■ SHORT EXERCISE ■
Find each line of the listing below that contains the word "concrete" and copy those lines. Treat uppercase and lowercase letters as distinct.

■ RECORDS TO USE ■
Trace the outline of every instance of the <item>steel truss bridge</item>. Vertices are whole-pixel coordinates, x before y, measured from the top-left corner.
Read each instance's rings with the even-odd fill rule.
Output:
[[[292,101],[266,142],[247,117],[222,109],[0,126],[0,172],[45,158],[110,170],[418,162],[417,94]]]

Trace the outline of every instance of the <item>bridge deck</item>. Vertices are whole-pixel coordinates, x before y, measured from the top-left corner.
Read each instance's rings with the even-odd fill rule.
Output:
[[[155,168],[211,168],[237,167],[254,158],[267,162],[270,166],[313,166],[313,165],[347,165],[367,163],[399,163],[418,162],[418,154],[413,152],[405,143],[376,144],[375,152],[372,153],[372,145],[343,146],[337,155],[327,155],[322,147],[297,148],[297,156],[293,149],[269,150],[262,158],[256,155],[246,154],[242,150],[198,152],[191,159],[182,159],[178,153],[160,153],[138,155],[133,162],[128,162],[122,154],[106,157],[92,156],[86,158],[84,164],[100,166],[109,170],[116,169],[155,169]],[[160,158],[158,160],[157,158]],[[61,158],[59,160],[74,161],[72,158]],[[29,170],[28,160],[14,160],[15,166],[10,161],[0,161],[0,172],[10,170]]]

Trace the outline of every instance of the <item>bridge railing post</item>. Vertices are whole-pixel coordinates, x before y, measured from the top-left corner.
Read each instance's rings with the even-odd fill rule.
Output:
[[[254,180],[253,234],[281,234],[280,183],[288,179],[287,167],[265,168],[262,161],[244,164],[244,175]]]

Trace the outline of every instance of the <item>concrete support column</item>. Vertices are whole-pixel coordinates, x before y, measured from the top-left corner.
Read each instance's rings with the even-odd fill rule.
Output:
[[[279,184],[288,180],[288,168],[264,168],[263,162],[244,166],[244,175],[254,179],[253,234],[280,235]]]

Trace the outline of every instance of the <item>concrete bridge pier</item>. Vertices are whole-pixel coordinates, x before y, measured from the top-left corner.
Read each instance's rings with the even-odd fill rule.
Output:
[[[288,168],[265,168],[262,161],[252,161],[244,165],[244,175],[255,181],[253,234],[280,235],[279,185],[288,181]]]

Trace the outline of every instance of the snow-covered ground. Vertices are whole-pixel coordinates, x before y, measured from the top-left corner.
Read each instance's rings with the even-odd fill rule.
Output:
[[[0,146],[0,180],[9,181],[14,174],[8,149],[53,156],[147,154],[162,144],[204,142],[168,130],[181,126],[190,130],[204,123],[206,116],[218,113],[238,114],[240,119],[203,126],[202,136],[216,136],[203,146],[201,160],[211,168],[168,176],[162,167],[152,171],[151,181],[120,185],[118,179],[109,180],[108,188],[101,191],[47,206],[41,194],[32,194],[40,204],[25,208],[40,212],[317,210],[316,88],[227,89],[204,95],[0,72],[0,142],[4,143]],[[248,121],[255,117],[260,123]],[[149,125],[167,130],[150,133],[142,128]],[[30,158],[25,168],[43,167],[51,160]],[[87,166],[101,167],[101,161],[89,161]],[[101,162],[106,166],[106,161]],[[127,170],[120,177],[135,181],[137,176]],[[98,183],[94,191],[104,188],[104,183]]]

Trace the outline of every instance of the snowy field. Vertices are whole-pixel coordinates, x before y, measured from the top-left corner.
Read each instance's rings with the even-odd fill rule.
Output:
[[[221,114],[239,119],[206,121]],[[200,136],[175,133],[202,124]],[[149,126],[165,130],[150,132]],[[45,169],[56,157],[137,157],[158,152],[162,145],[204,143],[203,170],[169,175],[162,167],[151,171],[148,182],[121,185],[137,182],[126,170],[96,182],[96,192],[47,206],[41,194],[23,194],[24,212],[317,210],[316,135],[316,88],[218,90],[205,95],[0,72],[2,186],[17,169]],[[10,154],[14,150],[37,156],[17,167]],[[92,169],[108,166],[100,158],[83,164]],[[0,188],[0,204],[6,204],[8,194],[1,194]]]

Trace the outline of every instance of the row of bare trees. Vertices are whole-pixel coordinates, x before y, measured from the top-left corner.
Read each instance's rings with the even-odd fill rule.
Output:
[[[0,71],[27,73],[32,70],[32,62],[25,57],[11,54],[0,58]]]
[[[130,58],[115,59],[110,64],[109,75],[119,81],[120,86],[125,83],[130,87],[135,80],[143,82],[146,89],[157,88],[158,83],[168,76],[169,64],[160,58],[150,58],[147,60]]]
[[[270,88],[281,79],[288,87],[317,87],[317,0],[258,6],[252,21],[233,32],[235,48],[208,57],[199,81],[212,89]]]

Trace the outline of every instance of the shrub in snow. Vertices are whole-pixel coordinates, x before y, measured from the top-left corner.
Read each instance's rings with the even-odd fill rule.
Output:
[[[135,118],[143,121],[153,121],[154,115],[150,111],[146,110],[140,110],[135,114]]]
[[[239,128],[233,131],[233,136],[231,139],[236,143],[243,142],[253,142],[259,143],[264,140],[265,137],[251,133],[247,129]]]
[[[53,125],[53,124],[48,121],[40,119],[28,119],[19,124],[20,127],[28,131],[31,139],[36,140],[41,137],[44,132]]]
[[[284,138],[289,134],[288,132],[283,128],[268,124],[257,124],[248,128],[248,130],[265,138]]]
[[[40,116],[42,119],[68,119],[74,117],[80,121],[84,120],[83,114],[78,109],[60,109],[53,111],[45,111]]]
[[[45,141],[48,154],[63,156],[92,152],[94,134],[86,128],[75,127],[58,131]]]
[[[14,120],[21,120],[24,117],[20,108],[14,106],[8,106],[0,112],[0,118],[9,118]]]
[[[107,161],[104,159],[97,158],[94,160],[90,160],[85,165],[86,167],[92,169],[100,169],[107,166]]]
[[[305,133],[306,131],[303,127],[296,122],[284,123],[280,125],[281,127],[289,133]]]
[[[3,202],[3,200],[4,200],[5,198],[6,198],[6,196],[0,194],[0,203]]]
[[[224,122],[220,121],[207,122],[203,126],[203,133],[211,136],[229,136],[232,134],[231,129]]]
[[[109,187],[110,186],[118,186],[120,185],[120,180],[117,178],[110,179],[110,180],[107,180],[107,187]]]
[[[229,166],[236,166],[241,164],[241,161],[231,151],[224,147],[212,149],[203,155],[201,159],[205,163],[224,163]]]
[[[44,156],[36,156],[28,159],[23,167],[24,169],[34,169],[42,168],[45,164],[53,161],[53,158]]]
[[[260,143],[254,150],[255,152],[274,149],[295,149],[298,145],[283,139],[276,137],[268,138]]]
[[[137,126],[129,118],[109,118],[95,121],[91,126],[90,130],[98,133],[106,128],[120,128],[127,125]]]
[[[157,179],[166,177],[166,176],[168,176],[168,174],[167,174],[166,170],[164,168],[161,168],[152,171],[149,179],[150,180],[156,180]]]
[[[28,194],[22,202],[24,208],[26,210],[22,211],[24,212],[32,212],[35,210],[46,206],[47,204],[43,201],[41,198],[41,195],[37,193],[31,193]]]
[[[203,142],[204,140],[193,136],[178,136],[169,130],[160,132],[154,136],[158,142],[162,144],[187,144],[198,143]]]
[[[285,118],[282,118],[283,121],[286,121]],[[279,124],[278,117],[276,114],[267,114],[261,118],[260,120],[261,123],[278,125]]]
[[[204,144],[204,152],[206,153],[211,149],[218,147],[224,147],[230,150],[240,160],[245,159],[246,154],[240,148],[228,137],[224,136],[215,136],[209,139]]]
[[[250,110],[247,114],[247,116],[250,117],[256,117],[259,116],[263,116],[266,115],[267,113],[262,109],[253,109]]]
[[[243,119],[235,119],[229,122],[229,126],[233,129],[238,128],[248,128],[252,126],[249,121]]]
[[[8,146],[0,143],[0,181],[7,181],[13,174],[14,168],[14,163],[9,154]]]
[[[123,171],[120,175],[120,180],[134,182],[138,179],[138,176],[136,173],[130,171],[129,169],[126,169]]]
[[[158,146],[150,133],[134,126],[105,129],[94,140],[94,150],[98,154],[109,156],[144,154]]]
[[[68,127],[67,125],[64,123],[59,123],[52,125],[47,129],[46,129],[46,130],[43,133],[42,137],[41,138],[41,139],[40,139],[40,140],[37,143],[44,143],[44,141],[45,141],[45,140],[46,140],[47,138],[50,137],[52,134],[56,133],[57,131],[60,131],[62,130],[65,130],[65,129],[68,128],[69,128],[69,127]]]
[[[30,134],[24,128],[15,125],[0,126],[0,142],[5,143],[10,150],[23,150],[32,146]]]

■ RESPONSE ■
Trace the outline of every instance of the <item>concrete support column</item>. Vertices are whole-pixel coordinates, x before y, measured from the top-left corner.
Trace the outline of every instance of the <item>concrete bridge pier</item>. Vertices are whole-pixel coordinates, x before y, measured from the top-left corner.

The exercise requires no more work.